§ Work order: Your answer should be an exact copy of all the entries, free of pictures.

§ Data supplied:
:::::

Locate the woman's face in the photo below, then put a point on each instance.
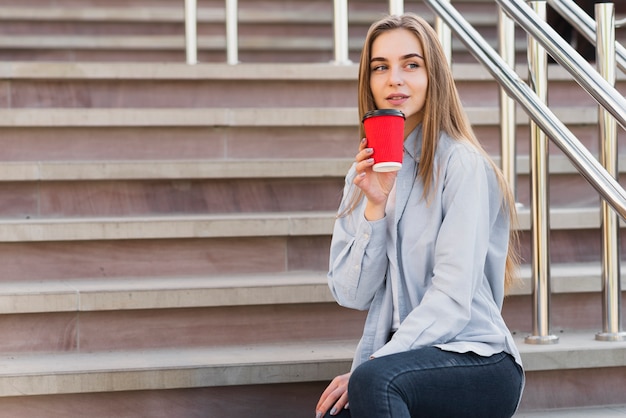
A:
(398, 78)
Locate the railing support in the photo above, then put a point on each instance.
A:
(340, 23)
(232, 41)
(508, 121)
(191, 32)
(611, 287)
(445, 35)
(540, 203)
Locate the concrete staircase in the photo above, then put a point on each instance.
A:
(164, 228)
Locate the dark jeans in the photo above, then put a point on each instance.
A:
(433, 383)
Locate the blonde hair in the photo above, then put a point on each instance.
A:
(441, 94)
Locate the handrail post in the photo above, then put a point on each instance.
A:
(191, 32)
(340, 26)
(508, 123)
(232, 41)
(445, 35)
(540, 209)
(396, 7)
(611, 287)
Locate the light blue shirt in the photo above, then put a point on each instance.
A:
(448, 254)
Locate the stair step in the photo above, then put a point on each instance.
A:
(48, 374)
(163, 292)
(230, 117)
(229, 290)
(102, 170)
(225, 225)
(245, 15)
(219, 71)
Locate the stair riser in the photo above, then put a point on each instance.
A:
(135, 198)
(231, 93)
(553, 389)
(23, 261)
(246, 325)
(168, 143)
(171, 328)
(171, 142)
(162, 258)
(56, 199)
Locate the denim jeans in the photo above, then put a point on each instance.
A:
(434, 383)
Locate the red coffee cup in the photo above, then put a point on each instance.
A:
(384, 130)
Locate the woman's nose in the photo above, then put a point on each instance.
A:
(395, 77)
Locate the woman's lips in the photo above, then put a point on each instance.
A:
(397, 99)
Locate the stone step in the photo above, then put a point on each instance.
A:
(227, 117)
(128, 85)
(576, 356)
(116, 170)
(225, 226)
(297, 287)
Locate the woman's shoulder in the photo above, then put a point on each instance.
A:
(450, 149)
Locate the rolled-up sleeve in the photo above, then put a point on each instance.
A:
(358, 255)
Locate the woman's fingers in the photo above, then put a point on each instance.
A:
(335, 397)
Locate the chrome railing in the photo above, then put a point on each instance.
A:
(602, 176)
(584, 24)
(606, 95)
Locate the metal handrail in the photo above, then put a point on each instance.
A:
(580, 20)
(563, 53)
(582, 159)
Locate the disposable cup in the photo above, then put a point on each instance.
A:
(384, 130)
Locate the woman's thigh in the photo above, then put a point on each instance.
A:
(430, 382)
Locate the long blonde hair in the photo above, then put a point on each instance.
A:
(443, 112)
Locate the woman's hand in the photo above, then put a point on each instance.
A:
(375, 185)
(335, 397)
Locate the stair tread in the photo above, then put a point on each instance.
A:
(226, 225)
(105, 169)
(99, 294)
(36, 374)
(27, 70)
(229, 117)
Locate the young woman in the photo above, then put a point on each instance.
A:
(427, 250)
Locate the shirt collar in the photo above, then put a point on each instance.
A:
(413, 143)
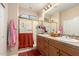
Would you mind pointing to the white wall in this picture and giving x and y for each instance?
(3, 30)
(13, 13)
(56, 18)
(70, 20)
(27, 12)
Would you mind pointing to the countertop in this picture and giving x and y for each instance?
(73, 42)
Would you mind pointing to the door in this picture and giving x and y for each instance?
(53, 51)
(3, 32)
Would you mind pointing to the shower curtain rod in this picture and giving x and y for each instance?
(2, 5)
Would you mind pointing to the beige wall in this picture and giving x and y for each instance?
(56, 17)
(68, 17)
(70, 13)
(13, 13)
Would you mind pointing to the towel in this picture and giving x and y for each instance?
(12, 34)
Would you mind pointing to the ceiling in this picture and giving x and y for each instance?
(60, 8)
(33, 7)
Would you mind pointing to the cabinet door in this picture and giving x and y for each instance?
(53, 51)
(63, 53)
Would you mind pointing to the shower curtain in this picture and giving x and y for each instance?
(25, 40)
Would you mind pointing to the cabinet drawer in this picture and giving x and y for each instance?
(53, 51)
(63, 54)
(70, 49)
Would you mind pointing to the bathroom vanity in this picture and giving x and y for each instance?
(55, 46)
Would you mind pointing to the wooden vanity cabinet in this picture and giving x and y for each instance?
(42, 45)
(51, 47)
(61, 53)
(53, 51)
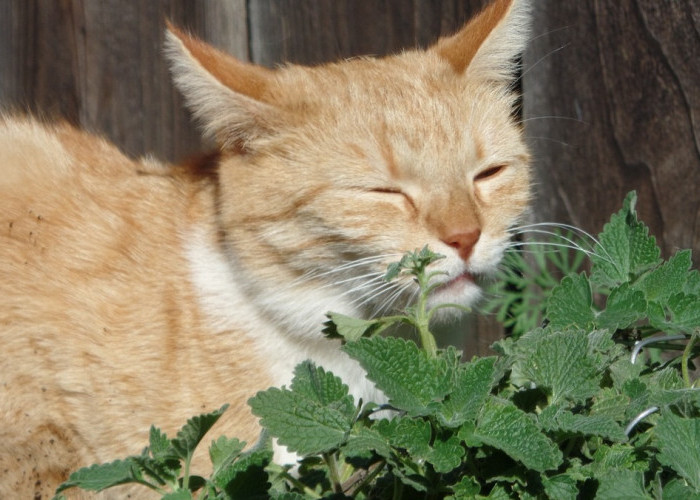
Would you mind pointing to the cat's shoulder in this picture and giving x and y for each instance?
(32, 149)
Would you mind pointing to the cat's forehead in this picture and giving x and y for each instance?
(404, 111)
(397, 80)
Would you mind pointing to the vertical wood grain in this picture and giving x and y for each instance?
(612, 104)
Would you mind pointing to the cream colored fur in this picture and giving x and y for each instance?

:::::

§ Solved problem:
Locate the woman's face in the photo below, then put a point on each instance.
A:
(398, 78)
Locate the railing support in the photo above, then put a point on each instance.
A:
(340, 23)
(232, 41)
(508, 121)
(191, 32)
(611, 287)
(445, 35)
(540, 203)
Locate the concrete staircase in the photo above, then put a point on each instance.
A:
(164, 228)
Locate the dark jeans in the photo above, then put a point on each instance.
A:
(433, 383)
Locate the blonde hair in the photo above, then put a point on each instance.
A:
(441, 94)
Locate the handrail post in the photo above, then put a point on each instance.
A:
(191, 32)
(340, 26)
(508, 123)
(232, 41)
(445, 35)
(540, 209)
(396, 7)
(611, 287)
Locate the light blue shirt in the photo above, then put a point on each instance.
A:
(448, 254)
Locate the stair step in the photo above, then put a point on each instance.
A:
(48, 374)
(163, 292)
(230, 117)
(229, 290)
(102, 170)
(225, 225)
(245, 15)
(219, 71)
Locate the stair riser in the photo above, then put a point on each instance.
A:
(135, 198)
(231, 93)
(553, 389)
(23, 261)
(246, 325)
(168, 143)
(171, 328)
(171, 142)
(162, 258)
(56, 199)
Locate the denim jeans in the photo above, then put a point on each instance.
A:
(434, 383)
Locate the red coffee cup in the photo above, then put a point on each instance.
A:
(384, 130)
Locate the woman's nose in the photo above, then put a point on each instance.
A:
(395, 77)
Locate the woman's lips in the photo above, then put a point on each instance.
A:
(397, 99)
Locate the stone step in the photo above, then put a point on each instance.
A:
(227, 117)
(128, 85)
(576, 356)
(116, 170)
(225, 226)
(297, 287)
Locate the woman's shoulder in the photo above, then put a point on each instance.
A:
(450, 149)
Locate the rolled-up sleeve in the photo above, then put a point on each instance.
A:
(358, 255)
Locate the woman's fingers in the photo above, then put a point on each instance.
A:
(335, 397)
Locate the chrome railing in the photo above, then put a point on each instance.
A:
(602, 176)
(584, 24)
(606, 95)
Locate the metal handrail in the photo above, then put a point on each instance.
A:
(580, 20)
(563, 53)
(582, 159)
Locate the disposable cup in the photo above, then put a point on each instance.
A:
(384, 130)
Locate the woman's thigh in the photo above, then put a point on each instance.
A:
(430, 382)
Locate the long blonde hair in the photo above, then put a point on each instance.
A:
(443, 112)
Locate the woman's hand in the photo above, then put a point on each instance.
A:
(375, 185)
(335, 397)
Locate the stair tread in the photo above, then put a point on each instance.
A:
(226, 225)
(105, 169)
(99, 294)
(36, 374)
(27, 70)
(229, 117)
Locate the young woman in the photo above, then put a point on each instance.
A:
(427, 250)
Locate the shirt collar in the photo above, then put a point on each instance.
A:
(413, 143)
Would you mind pointing to the white wall in this picture and giving x and y for each instance?
(3, 30)
(13, 13)
(56, 18)
(70, 20)
(27, 12)
Would you mind pointing to the countertop in this picture and giving x and y for each instance?
(73, 42)
Would you mind pointing to the door in this picture and giving x and y for each instance?
(53, 51)
(3, 32)
Would you mind pointing to the shower curtain rod in this picture and giving x and y for each instance?
(2, 5)
Would you mind pointing to the beige wall in this picture and giving x and y for each instance?
(56, 17)
(68, 17)
(70, 13)
(13, 13)
Would you mind pointing to the towel in this picture and giving x and y for each instance?
(12, 34)
Would you mind pointing to the ceiling in this picture and giving x and y for each instance?
(60, 8)
(33, 7)
Would you mind pointing to the cabinet door in this picture and giving x and y for each instance?
(53, 51)
(63, 53)
Would you mind pointing to the shower curtain in this picture and giving x and y for each instance?
(25, 40)
Would you mind pointing to the cabinet drawer in this picture and giving x and y for each instance?
(53, 51)
(63, 54)
(70, 49)
Would you mind pointing to the bathroom vanity in this picture and giving x and y for each instance?
(55, 46)
Would you mind pointing to the wooden vanity cabinet in this picture and giving x and y for each instance?
(42, 45)
(51, 47)
(61, 53)
(53, 51)
Would you mind pointing to the cat's shoulder in this picture and giving x and y for each instance?
(32, 149)
Would you mind pointing to the cat's forehead in this picture and giving x and y for each instance?
(404, 111)
(397, 80)
Would you mind pointing to the vertical wood grain in this picture and giving x and y for each instance?
(612, 104)
Would you mind pointing to the cream colored fur in this picture and giving x and y for each instance?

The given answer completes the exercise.